Performance issues in SQL query with a hierarchical relationship - sql

I have an Oracle table that represents parent-child relationships, and I want to improve the performance of a query that searches the hierarchy for an ancestor record. I'm testing with the small data set here, though the real table is much larger:
id name parent_id tagged
== ==== ========= ======
1 One null null
2 Two 1 1
3 Three 2 null
4 Four 3 null
5 Five null null
6 Six 5 1
7 Seven 6 null
8 Eight null null
9 Nine 8 null
parent_id refers back to id in this same table in a foreign key relationship.
I want to write a query that returns each leaf record (those records that have no descendants... id 4 and id 7 in this example) which has an ancestor record that has tagged = 1 (walking back through the parent_id relationship).
So, for the above source data, I want my query to return:
id name tagged_ancestor_id
== ==== ==================
4 Four 2
7 Seven 6
My current query to retrieve these records is:
select * from (
select id,
name,
connect_by_root id tagged_ancestor_id
from mytree
connect by prior id = parent_id
start with tagged is not null
) m1
where not exists (
select * from mytree m2 where m2.parent_id = m1.id
)
This query works fine on this simple little example table, but its performance is terrible on my real table which has about 11,000,000 records. The query takes over a minute to run.
There are indexes on both fields in the connect by clause.
The "tagged" field in the start with clause also has an index on it, and there are about 1,500,000 records in my table with non-null values in this field.
The where clause doesn't seem to be the problem, because when modify it to return a specific name (also indexed) with where name = 'somename' instead of where not exists ..., the query still takes about the same amount of time.
So, what are some strategies I can use to try to make these types queries on this hierarchy run faster?

Here is what I would check first:
Make sure your table has a primary key.
Make sure the statistics on the table are current. Use DBMS_STATS.GATHER_TABLE_STATS to collect the statistics. See this URL: (for ORACLE version 11.1):
http://docs.oracle.com/cd/B28359_01/appdev.111/b28419/d_stats.htm
Even if you have indexes on both fields individually, you still need
an index on the 2 fields combined; Create an index on the ID and PARENT_ID:
CREATE INDEX on TABLE_NAME(ID, PARENT_ID);
See this URL:
Optimizing Oracle CONNECT BY when used with WHERE clause
Make sure the underlying table does not have row chaining or other problems (E.G. corruption).
Make sure the table and all indexes are in the same tablespace.

I'm not sure if this is any faster without the volume of data to test with... but something to consider. I guess I'm hoping by starting with only those that are tagged, and only those that are leafs we are dealing with a smaller volume to process which may result in a performance gain. but the overhead for the string manipulation seems hackish.
◇ ◇ ◇ ◇ ◇
Exercises |
• A. In the Oracle hierarchy thread, rewrite the passage between "The where clause" and "a primary key.", inclusive, with "primary key" changed to "unique key".
• B. Do these statements agree with the Oracle hierarchy thread? Answer yes or no for each, quoting the words that decide it. (i) The real table holds about 11,000,000 records. (ii) The current query runs in under a minute on the real table. (iii) The reply advises keeping the table and its indexes in separate tablespaces.
◇ ◇ ◇ ◇ ◇
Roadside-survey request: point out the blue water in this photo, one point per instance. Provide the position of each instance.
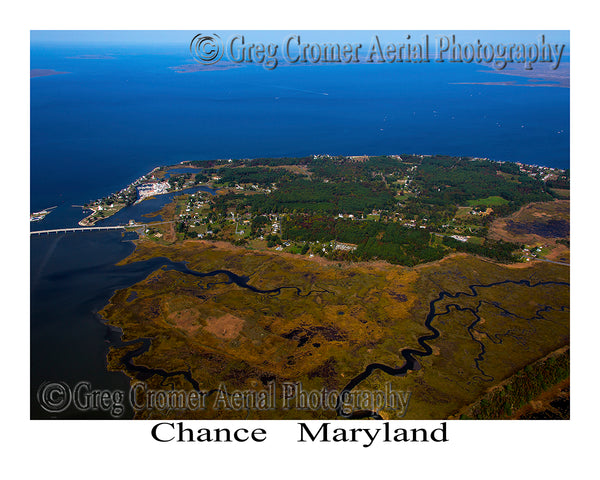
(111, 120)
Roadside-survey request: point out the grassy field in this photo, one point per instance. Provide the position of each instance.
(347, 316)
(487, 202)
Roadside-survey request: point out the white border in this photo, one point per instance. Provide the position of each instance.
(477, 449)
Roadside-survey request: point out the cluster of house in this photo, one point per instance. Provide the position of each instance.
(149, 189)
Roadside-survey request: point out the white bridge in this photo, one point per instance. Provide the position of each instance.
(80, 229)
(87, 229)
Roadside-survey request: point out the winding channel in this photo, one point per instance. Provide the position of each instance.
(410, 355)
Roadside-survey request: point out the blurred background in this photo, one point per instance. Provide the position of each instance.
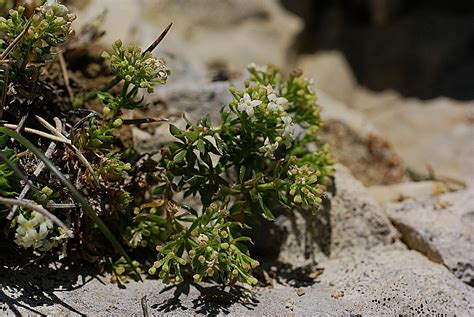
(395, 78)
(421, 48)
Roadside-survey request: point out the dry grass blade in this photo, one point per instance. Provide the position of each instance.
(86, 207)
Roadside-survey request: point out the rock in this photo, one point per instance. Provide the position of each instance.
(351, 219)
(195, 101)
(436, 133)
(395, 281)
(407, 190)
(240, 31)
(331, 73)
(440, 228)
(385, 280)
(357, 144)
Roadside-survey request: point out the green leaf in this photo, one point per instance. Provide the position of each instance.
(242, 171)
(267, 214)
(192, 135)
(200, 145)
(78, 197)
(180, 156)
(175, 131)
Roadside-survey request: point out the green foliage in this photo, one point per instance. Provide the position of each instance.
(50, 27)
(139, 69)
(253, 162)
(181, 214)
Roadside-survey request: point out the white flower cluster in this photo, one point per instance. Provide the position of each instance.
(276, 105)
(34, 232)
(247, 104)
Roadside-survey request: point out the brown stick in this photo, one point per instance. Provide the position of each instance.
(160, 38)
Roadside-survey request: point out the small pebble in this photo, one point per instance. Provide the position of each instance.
◇ ◇ ◇ ◇ ◇
Task-by-task solutions |
• A.
The where clause doesn't seem to be the problem, because when modify it to return a specific name (also indexed) with where name = 'somename' instead of where not exists ..., the query still takes about the same amount of time.
So, what are some strategies I can use to try to make these types queries on this hierarchy run faster?

Here is what I would check first:
Make sure your table has a unique key.

• B.
(i) Yes: "my real table which has about 11,000,000 records"
(ii) No: "The query takes over a minute to run."
(iii) No: "Make sure the table and all indexes are in the same tablespace."